→ Entries shown:

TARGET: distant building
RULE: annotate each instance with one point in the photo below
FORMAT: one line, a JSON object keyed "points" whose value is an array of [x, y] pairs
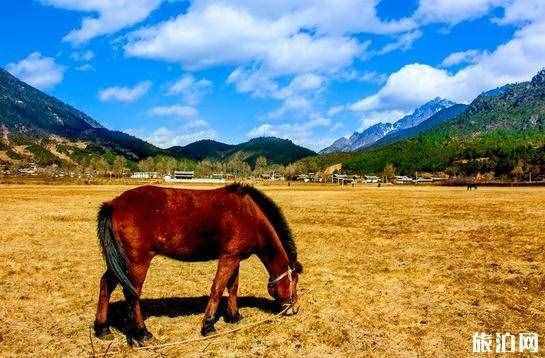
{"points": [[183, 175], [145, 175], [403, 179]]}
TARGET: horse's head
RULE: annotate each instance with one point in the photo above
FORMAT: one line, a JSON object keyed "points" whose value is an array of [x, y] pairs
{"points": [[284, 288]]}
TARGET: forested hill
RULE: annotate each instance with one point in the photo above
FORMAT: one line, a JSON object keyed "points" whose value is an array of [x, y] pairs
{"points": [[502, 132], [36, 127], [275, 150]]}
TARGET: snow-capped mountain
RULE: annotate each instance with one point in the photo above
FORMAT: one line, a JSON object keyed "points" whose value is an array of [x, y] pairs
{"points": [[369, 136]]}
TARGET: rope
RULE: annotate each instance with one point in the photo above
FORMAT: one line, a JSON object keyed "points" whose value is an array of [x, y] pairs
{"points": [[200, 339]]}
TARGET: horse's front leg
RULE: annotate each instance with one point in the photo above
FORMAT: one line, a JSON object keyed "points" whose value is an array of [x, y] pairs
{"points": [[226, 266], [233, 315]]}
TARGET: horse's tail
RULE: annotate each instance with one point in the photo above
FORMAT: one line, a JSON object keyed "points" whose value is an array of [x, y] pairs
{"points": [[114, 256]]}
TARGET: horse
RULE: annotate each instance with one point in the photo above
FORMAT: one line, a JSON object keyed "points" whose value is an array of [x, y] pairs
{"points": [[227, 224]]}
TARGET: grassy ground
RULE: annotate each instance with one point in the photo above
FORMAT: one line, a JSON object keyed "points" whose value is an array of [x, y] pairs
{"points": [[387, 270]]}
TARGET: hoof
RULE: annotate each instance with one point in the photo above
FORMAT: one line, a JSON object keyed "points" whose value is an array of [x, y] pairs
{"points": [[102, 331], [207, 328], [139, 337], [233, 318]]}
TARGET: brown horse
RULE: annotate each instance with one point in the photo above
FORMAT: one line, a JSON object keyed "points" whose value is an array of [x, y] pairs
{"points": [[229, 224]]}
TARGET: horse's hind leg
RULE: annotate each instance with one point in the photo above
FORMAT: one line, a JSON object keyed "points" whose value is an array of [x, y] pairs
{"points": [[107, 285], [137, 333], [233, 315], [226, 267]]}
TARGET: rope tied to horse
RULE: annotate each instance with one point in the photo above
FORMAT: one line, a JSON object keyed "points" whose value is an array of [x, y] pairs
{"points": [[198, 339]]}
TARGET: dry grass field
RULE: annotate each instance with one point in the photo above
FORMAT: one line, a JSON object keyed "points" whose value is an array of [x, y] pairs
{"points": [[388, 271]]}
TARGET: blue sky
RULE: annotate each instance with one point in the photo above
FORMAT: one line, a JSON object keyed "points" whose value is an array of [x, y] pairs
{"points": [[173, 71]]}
...
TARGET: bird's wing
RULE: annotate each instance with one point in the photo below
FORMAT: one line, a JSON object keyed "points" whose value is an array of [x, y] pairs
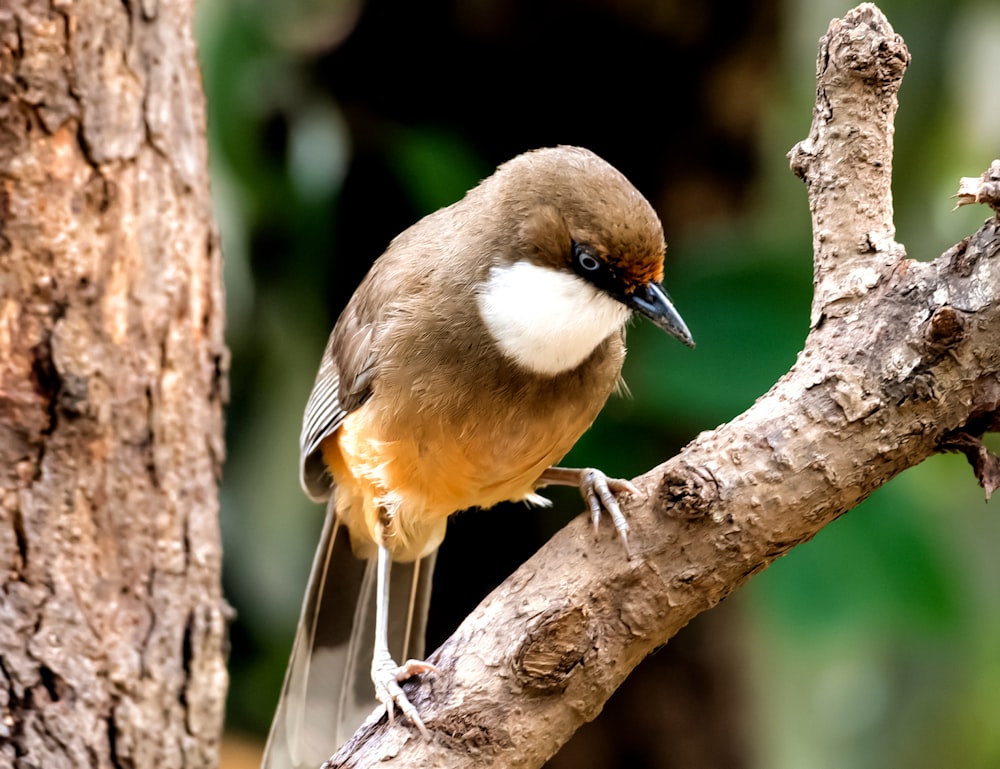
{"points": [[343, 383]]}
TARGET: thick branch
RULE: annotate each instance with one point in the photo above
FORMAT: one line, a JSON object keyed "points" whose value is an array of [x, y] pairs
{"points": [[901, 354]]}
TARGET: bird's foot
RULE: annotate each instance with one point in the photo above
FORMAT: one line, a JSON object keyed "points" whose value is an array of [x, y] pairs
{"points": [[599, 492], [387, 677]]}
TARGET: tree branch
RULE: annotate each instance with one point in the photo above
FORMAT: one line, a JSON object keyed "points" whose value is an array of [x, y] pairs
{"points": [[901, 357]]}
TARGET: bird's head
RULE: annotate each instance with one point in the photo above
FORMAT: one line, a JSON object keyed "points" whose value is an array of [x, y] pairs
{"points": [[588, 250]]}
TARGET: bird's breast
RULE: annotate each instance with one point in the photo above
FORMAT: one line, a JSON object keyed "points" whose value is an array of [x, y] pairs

→ What to produce: Pull out every line of the listing above that contains the word "branch", and copy each one unchanged.

→ Complete output:
TARGET: thick branch
TARGET: tree branch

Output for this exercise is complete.